─── Excerpt

Development in the Close

On Tuesday 28th April our guest speaker, Peter Brownhill, gave us a brief history of the evolution of the Close from the 17th century to the present, including such gems as the fact that one building actually has its old roof underneath the present one and that in medieval times land allocation was strictly hierarchical - 250 ft for a bishop, 120 ft for a dean and a mere 60 ft for a cannon!

The Close has seen many hectic changes during its long history - from a magnificent 100 ft x 56 ft hall for the bishop's palace, to people carrying on humble trades in the 17th century, to the present with a bookshop, a cafe and a St John's Hospital. The latest addition was the Cathedral Study Centre in Bishop Hackett's stable, performing the necessary task of teaching young and old, clerical and secular, with an element of refreshment. This had been an enormous success but was now beyond further development. A hall for larger meetings (as well as for concerts and as a 'parish hall') and better student and visitor refreshment facilities was an imperative.

A major problem soon emerged - the ruins of a wall were identified as medieval with a 'loo' passage in its thickness. This was an irremovable constraint on the design; but one that was to lead to an imaginative solution - for the wall will be a spine in the project, serve as an exhibition space and lead down into the restaurant and up to the hall. The resultant scheme will harmonise with existing buildings by using traditional materials wedded with more modern concepts in metal and glass. All the national bodies have given the scheme and its design an enthusiastic welcome. [the Civic Society was equally welcoming and certainly hopes that it will attract national awards once it is built]. The project could be complete in two years time with the cost possibly in the range of 700,000 to 1,000,000 mainly funded by the European Community.

In the question time that followed some reservations were expressed regarding the 'commercialisation of the Close', especially concerning the restaurant. But this was defended by others who cited the ancient precedents of ecclesiastical hospitality to pilgrims.

The rather more fraught matter of traffic management in the Close provoked a wide response. Parking provision in the moat had been forever ruled out by the national bodies controlling Ancient Monuments. The use of the Close was complex; residents, scholars, worshippers, visitors, workers - all had to be considered in a very sensitive site under great pressure. Nevertheless the aim was to continue the search for another site for parking and to explore a more imaginative use of the moat.

Peter Brownhill is to be congratulated on a very well thought through scheme and for the way in which he fielded the vigorous questioning from the floor.

──────
─── Information supplied

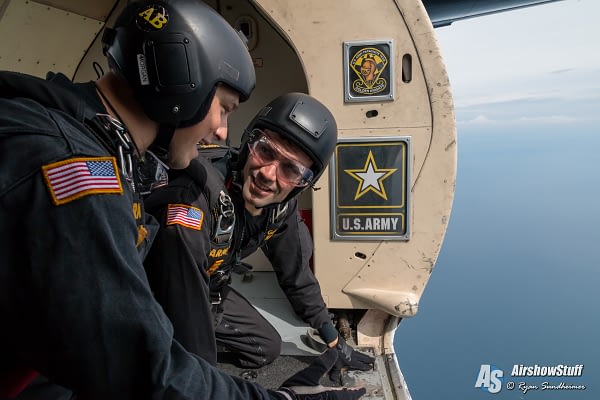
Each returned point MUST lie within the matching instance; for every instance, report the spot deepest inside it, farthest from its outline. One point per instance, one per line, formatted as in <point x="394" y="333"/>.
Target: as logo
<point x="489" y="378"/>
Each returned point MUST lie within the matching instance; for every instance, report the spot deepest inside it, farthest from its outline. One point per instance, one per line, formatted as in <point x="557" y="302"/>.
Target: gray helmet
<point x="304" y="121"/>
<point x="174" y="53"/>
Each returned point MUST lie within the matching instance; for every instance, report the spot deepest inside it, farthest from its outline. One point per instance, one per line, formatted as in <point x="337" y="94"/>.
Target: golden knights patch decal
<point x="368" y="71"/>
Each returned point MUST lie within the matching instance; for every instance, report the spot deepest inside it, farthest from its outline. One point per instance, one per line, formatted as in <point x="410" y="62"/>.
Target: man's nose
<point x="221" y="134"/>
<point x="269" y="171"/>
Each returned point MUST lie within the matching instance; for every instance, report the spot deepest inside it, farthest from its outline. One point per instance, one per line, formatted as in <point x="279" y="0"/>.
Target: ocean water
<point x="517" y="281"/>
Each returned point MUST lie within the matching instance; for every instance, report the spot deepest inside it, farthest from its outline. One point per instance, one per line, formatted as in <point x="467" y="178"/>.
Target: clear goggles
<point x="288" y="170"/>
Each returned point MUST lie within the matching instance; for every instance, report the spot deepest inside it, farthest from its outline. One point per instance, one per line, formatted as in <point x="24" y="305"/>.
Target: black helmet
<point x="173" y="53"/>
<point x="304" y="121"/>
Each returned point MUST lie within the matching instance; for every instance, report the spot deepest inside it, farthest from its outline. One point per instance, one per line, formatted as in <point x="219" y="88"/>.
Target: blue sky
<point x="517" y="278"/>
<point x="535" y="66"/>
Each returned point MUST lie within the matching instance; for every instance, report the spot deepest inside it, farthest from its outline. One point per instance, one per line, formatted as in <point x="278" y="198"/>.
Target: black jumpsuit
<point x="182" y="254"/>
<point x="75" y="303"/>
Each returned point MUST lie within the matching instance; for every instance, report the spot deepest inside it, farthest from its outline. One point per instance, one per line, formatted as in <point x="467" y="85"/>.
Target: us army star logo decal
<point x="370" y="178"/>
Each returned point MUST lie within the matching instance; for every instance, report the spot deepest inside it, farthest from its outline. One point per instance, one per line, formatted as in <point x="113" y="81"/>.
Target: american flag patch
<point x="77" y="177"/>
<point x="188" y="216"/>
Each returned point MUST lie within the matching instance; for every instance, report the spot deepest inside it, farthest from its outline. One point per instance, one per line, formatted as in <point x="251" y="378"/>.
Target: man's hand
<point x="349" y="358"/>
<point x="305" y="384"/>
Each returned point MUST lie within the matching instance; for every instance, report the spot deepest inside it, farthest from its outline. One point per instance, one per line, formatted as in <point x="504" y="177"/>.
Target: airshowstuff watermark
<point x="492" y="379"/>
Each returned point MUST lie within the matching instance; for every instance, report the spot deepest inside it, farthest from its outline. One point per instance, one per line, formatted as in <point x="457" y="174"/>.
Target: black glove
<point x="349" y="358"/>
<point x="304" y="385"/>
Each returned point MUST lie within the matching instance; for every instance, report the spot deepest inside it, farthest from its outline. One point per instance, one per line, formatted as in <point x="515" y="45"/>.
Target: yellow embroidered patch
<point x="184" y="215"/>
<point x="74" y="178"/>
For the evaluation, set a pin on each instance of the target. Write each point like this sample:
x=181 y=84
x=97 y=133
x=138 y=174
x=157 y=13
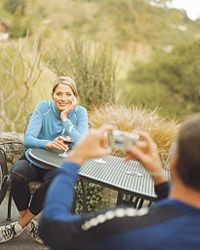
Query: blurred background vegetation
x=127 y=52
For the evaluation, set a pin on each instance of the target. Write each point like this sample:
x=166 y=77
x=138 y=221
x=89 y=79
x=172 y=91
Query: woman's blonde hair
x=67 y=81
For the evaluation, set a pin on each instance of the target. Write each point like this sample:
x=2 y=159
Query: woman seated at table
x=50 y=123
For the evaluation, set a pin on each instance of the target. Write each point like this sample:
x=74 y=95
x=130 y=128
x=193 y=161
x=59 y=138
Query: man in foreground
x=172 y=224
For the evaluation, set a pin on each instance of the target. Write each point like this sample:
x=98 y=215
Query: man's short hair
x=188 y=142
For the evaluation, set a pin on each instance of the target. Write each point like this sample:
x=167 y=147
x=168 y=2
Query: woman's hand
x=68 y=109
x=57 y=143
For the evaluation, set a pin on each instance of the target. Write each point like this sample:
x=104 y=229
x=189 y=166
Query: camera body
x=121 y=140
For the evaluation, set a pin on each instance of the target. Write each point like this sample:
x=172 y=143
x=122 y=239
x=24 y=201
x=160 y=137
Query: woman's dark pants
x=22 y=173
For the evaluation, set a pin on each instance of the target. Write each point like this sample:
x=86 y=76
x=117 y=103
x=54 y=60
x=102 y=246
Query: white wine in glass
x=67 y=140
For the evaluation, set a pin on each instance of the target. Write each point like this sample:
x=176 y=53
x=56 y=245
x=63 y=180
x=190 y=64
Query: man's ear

──────
─── Information supplied

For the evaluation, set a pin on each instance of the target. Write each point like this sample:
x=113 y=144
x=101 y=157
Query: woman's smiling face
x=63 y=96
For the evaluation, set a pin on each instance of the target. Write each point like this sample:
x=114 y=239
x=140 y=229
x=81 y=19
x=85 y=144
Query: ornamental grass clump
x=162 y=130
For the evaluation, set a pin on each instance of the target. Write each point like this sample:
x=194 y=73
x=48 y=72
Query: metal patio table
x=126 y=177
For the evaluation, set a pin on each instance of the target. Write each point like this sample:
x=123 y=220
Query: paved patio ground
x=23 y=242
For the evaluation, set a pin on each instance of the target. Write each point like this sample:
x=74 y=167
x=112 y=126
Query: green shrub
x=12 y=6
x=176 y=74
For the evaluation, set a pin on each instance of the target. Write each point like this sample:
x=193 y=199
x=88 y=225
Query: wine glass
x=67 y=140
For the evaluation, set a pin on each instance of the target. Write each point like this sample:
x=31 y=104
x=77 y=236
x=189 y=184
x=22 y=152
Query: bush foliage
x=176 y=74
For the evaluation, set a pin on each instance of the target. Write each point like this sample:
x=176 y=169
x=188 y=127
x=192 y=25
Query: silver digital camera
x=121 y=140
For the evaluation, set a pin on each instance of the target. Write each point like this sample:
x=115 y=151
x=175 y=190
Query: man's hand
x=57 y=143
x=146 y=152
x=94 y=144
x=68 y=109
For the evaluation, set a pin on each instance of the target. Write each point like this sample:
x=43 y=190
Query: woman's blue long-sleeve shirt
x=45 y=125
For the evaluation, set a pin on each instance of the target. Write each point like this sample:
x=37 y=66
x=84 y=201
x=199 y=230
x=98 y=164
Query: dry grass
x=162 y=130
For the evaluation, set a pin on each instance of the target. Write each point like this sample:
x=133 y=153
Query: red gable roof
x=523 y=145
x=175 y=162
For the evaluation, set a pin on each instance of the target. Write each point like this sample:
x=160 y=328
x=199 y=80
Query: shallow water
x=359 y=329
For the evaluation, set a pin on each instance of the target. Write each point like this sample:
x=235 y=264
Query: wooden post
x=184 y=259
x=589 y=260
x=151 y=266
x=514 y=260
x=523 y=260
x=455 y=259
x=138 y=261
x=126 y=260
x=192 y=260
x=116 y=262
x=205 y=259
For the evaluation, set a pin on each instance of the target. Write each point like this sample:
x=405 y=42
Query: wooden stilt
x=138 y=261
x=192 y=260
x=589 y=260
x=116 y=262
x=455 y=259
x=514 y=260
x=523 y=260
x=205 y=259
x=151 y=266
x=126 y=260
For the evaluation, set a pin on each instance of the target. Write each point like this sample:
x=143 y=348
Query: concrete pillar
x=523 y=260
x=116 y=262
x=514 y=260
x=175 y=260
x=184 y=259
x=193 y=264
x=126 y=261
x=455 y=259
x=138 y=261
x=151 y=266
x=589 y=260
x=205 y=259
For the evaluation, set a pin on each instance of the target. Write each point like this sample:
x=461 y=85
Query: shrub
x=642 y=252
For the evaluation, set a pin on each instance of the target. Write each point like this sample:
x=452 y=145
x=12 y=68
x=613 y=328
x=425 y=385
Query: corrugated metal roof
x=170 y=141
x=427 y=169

──────
─── Information supplied

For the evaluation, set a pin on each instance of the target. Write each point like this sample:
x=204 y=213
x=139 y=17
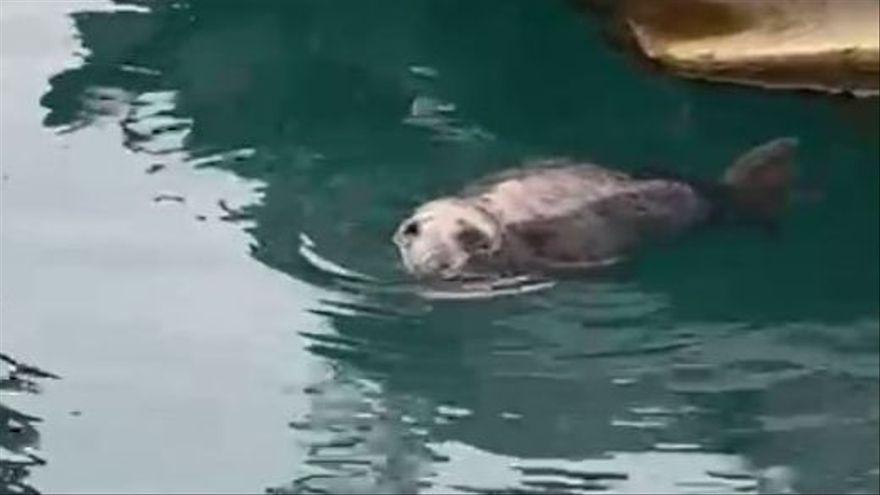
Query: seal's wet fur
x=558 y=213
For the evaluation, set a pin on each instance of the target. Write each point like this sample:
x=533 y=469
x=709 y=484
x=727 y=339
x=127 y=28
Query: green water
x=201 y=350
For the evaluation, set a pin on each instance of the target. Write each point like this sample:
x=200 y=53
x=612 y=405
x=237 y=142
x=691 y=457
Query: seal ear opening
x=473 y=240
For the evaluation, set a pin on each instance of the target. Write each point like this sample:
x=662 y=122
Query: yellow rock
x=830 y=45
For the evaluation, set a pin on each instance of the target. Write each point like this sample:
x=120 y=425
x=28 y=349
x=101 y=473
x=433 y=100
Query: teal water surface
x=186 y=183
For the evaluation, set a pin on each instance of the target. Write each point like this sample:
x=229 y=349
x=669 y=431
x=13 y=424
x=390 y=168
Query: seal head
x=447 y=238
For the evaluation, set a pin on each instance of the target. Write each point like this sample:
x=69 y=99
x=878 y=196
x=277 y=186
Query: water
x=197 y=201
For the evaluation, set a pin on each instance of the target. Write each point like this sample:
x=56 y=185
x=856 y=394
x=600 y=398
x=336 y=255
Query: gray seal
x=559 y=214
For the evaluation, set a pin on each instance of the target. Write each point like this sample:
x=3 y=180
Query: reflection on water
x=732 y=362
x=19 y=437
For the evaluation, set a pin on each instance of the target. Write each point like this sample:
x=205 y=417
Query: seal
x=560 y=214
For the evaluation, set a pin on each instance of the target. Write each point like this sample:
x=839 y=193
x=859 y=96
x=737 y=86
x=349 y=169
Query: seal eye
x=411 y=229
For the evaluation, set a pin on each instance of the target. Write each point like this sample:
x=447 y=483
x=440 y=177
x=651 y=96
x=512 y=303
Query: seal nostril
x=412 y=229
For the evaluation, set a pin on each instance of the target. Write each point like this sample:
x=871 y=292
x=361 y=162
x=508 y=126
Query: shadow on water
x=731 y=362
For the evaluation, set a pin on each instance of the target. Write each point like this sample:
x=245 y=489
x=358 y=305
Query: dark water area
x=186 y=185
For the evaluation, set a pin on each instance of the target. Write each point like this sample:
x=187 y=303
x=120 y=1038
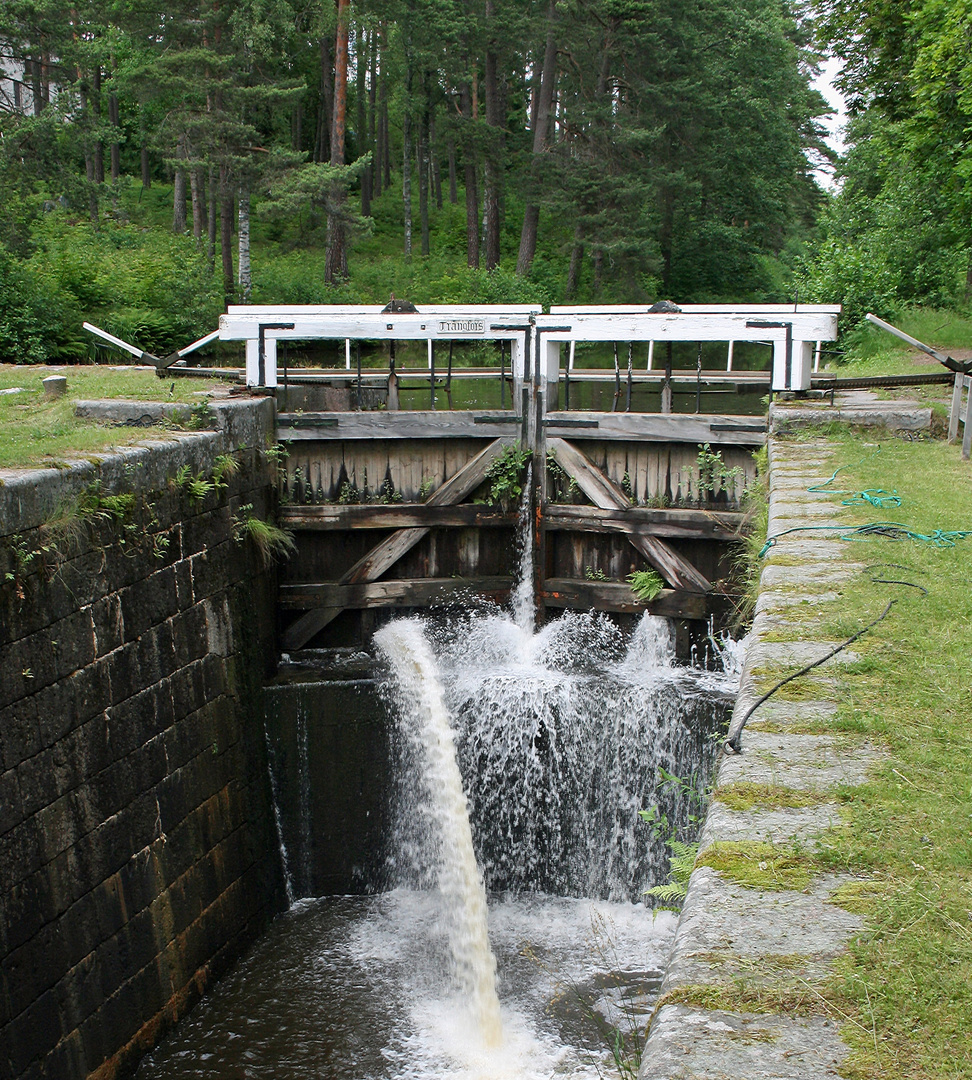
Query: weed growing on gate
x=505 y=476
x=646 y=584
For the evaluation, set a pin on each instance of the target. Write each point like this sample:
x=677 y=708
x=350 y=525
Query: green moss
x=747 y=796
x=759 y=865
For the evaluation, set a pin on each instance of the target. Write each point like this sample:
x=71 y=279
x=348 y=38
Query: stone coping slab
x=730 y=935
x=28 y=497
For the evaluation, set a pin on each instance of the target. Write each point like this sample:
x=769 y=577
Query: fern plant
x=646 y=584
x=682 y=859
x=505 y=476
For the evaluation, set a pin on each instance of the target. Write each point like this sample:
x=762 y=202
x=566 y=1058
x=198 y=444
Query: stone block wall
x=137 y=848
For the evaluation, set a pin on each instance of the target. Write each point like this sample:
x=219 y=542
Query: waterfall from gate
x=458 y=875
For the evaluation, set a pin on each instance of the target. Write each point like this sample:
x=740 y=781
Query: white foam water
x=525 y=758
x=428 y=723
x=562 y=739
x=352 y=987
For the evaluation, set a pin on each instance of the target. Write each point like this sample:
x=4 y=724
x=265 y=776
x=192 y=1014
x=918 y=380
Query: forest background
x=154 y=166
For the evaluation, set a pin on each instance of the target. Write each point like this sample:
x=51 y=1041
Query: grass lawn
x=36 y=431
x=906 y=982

──────

● **Assigned task 1**:
In the text on development in the Close, how much land was a dean allocated in medieval times?
● **Assigned task 2**:
Rewrite the paragraph of the text on development in the Close that begins "The rather more fraught matter of traffic management" as a short bulleted list that keeps its main facts.

● **Written solution 1**:
120 ft.

● **Written solution 2**:
- Traffic management in the Close drew a wide response.
- The national bodies controlling Ancient Monuments had permanently ruled out parking in the moat.
- Use of the Close was complex: residents, scholars, worshippers, visitors and workers all had to be considered on a very sensitive site under great pressure.
- The aim was to keep searching for another parking site and to explore a more imaginative use of the moat.